┌─ Excerpted passage

Not so fantastic voyage
In their new movie Osmosis Jones, Peter and Bobby Farrelly take on feature animation as well as the old sci-fi chestnut Fantastic Voyage, and they do it in their usual scattershot, gross-out, anything-for-a-laugh-whether-it’s-funny-or-not style.
The title character is an animated white blood corpuscle (voice by Chris Rock) in the body of Frank Pepperidge (Bill Murray, live-action). The film switches back and forth between live-action scenes involving Frank, his daughter Shane (Elena Franklin), and Shane’s teacher Mrs. Boyd (Molly Shannon), and animated scenes inside Frank’s body. The Farrellys directed the live-action scenes, while Piet Kroon and Tom Sito were responsible for the cartoon sequences.
The animation scenes inside the body are the Fantastic Voyage stuff, of course. They are reminiscent of the last episode of Woody Allen’s Everything You Always Wanted to Know About Sex But Were Afraid to Ask. They also reminded me of cartoons I used to see in elementary school, where the body’s immune system and other functions were explained in cute, child-friendly terms, courtesy of animators from Walt Disney Studios.

└─
┌─ Source data

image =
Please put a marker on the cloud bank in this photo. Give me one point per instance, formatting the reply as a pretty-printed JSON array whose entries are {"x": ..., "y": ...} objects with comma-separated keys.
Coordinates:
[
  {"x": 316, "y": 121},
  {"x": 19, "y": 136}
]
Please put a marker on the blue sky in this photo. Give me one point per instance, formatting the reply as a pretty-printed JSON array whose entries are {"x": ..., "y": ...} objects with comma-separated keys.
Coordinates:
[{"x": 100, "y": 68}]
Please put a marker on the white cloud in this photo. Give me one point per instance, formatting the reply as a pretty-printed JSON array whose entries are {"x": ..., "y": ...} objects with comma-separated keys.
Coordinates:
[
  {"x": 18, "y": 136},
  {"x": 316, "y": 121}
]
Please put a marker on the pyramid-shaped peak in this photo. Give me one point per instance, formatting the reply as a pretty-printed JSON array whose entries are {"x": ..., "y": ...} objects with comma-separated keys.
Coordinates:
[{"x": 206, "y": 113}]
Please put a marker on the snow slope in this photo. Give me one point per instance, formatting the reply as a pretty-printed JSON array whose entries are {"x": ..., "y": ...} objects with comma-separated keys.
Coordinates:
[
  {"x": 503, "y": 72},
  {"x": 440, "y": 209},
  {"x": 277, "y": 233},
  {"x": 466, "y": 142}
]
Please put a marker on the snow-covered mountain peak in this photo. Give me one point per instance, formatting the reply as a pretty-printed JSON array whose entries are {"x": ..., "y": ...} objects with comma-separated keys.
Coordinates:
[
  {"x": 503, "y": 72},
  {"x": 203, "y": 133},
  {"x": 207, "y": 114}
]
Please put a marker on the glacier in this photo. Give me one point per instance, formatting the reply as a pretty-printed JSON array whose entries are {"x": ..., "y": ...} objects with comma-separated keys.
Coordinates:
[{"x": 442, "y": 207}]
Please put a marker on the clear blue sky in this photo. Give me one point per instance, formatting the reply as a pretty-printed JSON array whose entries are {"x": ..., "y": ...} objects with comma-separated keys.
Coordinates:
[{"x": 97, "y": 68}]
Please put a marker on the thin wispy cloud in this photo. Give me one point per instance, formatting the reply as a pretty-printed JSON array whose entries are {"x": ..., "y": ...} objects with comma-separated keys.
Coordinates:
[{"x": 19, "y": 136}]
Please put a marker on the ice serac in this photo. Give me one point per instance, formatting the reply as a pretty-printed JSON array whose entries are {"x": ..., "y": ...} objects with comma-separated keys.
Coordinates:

└─

◆ **Activity A**
In the Osmosis Jones review, what reason does the writer give for being reminded of cartoons from elementary school? Answer in one to three sentences.
◆ **Activity B**
Answer these questions from the Osmosis Jones review:
(i) Who voices the title character?
(ii) Who was responsible for the cartoon sequences?
(iii) The last episode of which Woody Allen film do the scenes inside the body recall?

◆ **Exercise answer A**
The animated scenes inside Frank's body recalled school cartoons that explained the body's immune system and other functions. Those cartoons, made by animators from Walt Disney Studios, presented the subject in cute, child-friendly terms.

◆ **Exercise answer B**
(i) Chris Rock
(ii) Piet Kroon and Tom Sito
(iii) Everything You Always Wanted to Know About Sex But Were Afraid to Ask